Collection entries

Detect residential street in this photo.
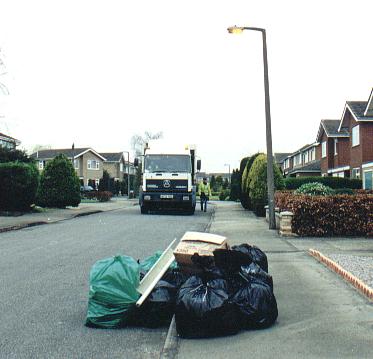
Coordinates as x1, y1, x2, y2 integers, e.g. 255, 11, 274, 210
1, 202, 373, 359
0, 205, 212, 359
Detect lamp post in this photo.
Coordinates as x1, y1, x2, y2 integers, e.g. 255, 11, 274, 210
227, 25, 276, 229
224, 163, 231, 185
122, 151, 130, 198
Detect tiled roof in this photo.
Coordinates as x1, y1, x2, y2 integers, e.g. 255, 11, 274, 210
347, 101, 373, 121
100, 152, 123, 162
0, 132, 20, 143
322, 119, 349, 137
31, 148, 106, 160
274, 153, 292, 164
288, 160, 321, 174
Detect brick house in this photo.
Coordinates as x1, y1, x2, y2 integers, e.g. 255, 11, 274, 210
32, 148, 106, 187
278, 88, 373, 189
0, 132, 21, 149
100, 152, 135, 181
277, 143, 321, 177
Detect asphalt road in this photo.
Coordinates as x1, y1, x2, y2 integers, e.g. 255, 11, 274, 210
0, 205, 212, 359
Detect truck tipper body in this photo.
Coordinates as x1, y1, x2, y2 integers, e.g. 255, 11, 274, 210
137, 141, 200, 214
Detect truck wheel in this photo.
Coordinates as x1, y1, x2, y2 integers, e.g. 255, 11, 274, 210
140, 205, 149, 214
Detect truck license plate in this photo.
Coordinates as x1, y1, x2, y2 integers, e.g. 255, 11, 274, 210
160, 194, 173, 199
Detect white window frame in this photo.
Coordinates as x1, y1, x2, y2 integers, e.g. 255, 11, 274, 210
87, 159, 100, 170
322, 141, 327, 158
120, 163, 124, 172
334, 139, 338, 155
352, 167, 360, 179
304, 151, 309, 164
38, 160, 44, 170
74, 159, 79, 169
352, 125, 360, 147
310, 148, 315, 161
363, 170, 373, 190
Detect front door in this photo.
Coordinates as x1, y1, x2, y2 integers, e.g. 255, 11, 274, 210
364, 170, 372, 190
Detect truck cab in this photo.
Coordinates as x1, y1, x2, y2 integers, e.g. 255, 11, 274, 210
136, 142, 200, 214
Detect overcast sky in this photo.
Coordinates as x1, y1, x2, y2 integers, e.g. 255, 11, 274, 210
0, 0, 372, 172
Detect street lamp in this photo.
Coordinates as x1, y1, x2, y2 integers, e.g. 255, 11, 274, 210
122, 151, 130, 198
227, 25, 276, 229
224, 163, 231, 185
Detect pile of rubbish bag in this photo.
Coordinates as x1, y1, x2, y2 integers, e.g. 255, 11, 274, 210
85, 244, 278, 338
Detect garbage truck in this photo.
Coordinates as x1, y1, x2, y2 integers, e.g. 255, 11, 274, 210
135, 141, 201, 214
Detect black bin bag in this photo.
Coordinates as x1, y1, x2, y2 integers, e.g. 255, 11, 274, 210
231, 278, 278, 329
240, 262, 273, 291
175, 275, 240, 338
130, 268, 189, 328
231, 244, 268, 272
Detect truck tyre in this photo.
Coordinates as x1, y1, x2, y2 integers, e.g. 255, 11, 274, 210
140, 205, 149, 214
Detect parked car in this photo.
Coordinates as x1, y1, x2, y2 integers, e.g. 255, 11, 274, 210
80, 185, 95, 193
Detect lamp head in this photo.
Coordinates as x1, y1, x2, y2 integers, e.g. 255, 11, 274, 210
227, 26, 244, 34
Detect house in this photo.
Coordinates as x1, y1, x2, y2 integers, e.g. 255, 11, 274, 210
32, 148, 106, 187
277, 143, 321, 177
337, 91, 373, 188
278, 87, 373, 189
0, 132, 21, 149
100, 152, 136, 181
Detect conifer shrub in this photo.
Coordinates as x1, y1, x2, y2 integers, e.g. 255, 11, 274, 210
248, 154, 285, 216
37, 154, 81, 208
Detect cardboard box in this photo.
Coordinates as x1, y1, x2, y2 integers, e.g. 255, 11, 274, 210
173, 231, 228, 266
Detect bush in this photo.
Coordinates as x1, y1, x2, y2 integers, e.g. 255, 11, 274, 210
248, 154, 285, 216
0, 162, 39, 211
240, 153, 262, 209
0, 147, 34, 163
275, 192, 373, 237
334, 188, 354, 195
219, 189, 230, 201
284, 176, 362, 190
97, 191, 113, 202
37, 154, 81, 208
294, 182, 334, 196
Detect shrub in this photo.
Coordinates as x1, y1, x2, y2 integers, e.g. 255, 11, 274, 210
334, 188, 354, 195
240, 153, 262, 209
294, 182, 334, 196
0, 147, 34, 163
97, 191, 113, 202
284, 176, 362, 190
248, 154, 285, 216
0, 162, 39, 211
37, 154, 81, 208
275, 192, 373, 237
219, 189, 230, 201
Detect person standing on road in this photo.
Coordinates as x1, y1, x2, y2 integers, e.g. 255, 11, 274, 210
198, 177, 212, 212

TASK INSTRUCTIONS:
From the data, collect all lines where the string "street" appears.

REPLY:
Detect residential street in this photo.
Detect street lamp in this photo.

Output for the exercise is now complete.